» **Quoted text**:

76

How can I use the chown command to change the ownership of all a folder's subfolders and files?

2
  • 1
    chown -R should work for you.
    – Wayne_Yux
    Nov 3 '15 at 12:59
  • 3
    chown -R your_username:your_group folder
    – Alex Lowe
    Nov 3 '15 at 13:15
93

From chown --help:

Usage: chown [OPTION]... [OWNER][:[GROUP]] FILE...
  or:  chown [OPTION]... --reference=RFILE FILE...
Change the owner and/or group of each FILE to OWNER and/or GROUP.

[...]

  -R, --recursive        operate on files and directories recursively

[...]

So you need to run (probably with sudo):

chown -R USERNAME:GROUPNAME /PATH/TO/FILE

Or, if the group shall be the specified user's primary group (usually same name), you can also omit the GROUPNAME and just give the USERNAME: with a colon (no space before it!). It will be set implicitly:

chown -R USERNAME: /PATH/TO/FILE

To only change the user and leave the group as it is, just specify USERNAME and no group name and no colon:

chown -R USERNAME /PATH/TO/FILE

To only change the group and leave the owner user as it is, just specify :GROUPNAME with a leading colon:

chown -R :GROUPNAME /PATH/TO/FILE
0
20

My username is timo and I did this to take ownership to all my files and folders on home directory (transferred from another account):

~$ sudo chown -R timo /home/timo/*
1
  • Worked for me. Thanks.

» **Stored data**:
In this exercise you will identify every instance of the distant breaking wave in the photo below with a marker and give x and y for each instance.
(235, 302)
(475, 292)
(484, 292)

» **Given exercise 1**:
In the chown discussion, what does the -R option do, according to the chown --help output?
» **Given exercise 2**:
List every chown -R command in the chown discussion that names a target folder or path, including any sudo prefix.
The listing plays no part in the work here.

» **Task solution 1**:
It operates on files and directories recursively.

» **Task solution 2**:
- chown -R your_username:your_group folder
- chown -R USERNAME:GROUPNAME /PATH/TO/FILE
- chown -R USERNAME: /PATH/TO/FILE
- chown -R USERNAME /PATH/TO/FILE
- chown -R :GROUPNAME /PATH/TO/FILE
- sudo chown -R timo /home/timo/*